:: 課題の内容 ::
1/ 広告費の記事をもとに、次の問いにそれぞれ答えよ。
(a) 電通が「2023年日本の広告費」を発表した日付はいつか。
(b) 2023年のインターネット広告費はいくらか。
(c) 2023年の「雑誌デジタル」の広告費はいくらか。
2/ 広告費の記事に出てくる「億円」単位の金額を、出てくる順にすべて挙げよ。
3/ 広告費の記事のうち、「でもみなさん、いまネットがお」から「て継続できると期待できます。」までの部分を一字も変えずに書き出せ。

:: 元の文章 ::
↓

大手メディアのネットニュースでも増える「通せんぼ広告」
連載と言いつつ、1年ぶりの寄稿となってしまいましたが、どうしても「Advertimes」で広告界の皆さんに訴え、考えてほしいことがあり書きます。
突然ですが「広告は民主主義を支えている」と言われて皆さんどう思うでしょう。広告と民主主義なんて関係ないでしょ。そう笑う人も多いでしょう。私も最近までそうでした。
でもみなさん、いまネットがおかしなことになっていると思いませんか?かなり危機的な状況ではないか。それをはっきり思い知らされたのが、2月27日に電通が発表した「2023年日本の広告費」でした。
毎年恒例の、メディア別に広告費を集計して発表する、日本のメディアを考える上で重要なデータです。今年は広告費全体が史上最高の7兆3167億円、中でもインターネット広告費は3兆3330億円で前年比7.8%増。相変わらずネット広告の成長が広告業界全体を牽引していて、いい傾向ですね?
ところが、「新聞デジタル」「雑誌デジタル」に目を向けて驚きました。電通の「日本の広告費」にはインターネット広告費の中に「マス四媒体由来の広告費」の分類ができ、旧来のマスメディアのデジタル版の広告費を示すようになりました。金額は小さいけれど、それぞれ毎年着実に成長。新聞雑誌でいうと紙媒体の広告費が下がっているのを、今後はデジタル版の広告収入でカバーできるようになるかが注目でした。落ち込みの何割かカバーできれば新聞や雑誌も新しい形でメディアとして継続できると期待できます。
ところが、2023年の「新聞デジタル」は前年の221億円から208億円へとダウンしていたのです。雑誌デジタルは611億円で前年の610億円から横ばい。一体何が起きているのかと愕然としました。
だって、ネット広告全体は相変わらずの成長基調。その一部である新聞雑誌のデジタル版は同じように伸びるはずです。それが雑誌は横ばい。新聞に至っては下がった。何かの異変が起こっている気がします。

↑

:: 提供データ ::
↓

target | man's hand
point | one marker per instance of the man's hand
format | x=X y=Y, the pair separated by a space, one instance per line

↑

:: 解答 ::
1/
(a) 2月27日
(b) 3兆3330億円
(c) 611億円

2/
7兆3167億円
3兆3330億円
221億円
208億円
611億円
610億円

3/
でもみなさん、いまネットがおかしなことになっていると思いませんか?かなり危機的な状況ではないか。それをはっきり思い知らされたのが、2月27日に電通が発表した「2023年日本の広告費」でした。
毎年恒例の、メディア別に広告費を集計して発表する、日本のメディアを考える上で重要なデータです。今年は広告費全体が史上最高の7兆3167億円、中でもインターネット広告費は3兆3330億円で前年比7.8%増。相変わらずネット広告の成長が広告業界全体を牽引していて、いい傾向ですね?
ところが、「新聞デジタル」「雑誌デジタル」に目を向けて驚きました。電通の「日本の広告費」にはインターネット広告費の中に「マス四媒体由来の広告費」の分類ができ、旧来のマスメディアのデジタル版の広告費を示すようになりました。金額は小さいけれど、それぞれ毎年着実に成長。新聞雑誌でいうと紙媒体の広告費が下がっているのを、今後はデジタル版の広告収入でカバーできるようになるかが注目でした。落ち込みの何割かカバーできれば新聞や雑誌も新しい形でメディアとして継続できると期待できます。